■ Texte à lire:
--
La crise sociale et sanitaire a révélé ce que beaucoup appellent « l’utilité sociale » de nombreux salariés occupant des emplois dont la faible rémunération reflète mal leur place essentielle dans la société. Dans ce rapport, Amin Mbarki, Samuel Toubiana et Anthony Paulin proposent d’instaurer un système de protection salariale garantie qui permettrait concrètement à ces salariés de bénéficier d’une augmentation de 10% de leur salaire.
TABLE DES MATIÈRES
Résumé
Préface, par Boris Vallaud
Introduction
Face à la stagnation des bas salaires et à l’accroissement des inégalités salariales, notre système de répartition de la valeur ajoutée par la rémunération du travail doit être corrigé
- Un affaiblissement des dispositifs d’encadrement des salaires mis en place tout au long du XXe siècle
- Un net ralentissement des salaires pour les plus modestes depuis 2008
- Le système fiscalo-social, indispensable, ne suffit plus
La Protection salariale garantie : assurer aux salariés percevant les bas salaires le bénéfice de la croissance économique et limiter les inégalités salariales
- Création d’une Protection salariale garantie : mode d’emploi en trois principaux temps
Conclusion
Annexes
Les auteurs :
- Amin Mbarki est haut fonctionnaire et enseignant à l’École polytechnique et élu local à Montreuil en Seine-Saint-Denis.
--
Entrées de la collection:
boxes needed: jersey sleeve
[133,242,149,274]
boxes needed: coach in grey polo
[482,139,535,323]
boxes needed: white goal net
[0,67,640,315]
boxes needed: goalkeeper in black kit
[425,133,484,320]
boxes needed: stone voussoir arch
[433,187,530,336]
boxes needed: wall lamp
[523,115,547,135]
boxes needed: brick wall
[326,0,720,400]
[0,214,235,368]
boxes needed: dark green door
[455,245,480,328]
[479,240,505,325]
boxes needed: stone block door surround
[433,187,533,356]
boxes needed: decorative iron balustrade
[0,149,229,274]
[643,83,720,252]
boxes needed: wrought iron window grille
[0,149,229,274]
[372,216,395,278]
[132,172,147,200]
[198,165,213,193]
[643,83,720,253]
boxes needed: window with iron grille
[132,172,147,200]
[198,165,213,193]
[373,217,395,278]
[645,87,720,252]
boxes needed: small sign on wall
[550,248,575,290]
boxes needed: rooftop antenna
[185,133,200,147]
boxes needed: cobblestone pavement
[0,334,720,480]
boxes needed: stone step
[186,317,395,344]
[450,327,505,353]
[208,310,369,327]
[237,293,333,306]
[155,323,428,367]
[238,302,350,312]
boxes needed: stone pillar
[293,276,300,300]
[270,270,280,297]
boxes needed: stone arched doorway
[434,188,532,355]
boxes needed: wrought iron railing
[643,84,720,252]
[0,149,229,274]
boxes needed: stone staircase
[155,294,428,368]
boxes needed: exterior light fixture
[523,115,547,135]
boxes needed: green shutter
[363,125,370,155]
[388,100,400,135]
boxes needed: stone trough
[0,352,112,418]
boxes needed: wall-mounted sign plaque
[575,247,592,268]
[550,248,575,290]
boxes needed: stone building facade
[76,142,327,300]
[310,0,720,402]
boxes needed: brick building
--
■ Consigne: Pouvez-vous recopier le passage du texte sur la protection salariale garantie situé entre « TABLE DES MATIÈRES » et « Montreuil en Seine-Saint-Denis. », bornes comprises, en renommant « inégalités salariales » en « écarts de rémunération » ?

■ Corrigé:
TABLE DES MATIÈRES
Résumé
Préface, par Boris Vallaud
Introduction
Face à la stagnation des bas salaires et à l’accroissement des écarts de rémunération, notre système de répartition de la valeur ajoutée par la rémunération du travail doit être corrigé
- Un affaiblissement des dispositifs d’encadrement des salaires mis en place tout au long du XXe siècle
- Un net ralentissement des salaires pour les plus modestes depuis 2008
- Le système fiscalo-social, indispensable, ne suffit plus
La Protection salariale garantie : assurer aux salariés percevant les bas salaires le bénéfice de la croissance économique et limiter les écarts de rémunération
- Création d’une Protection salariale garantie : mode d’emploi en trois principaux temps
Conclusion
Annexes
Les auteurs :
- Amin Mbarki est haut fonctionnaire et enseignant à l’École polytechnique et élu local à Montreuil en Seine-Saint-Denis.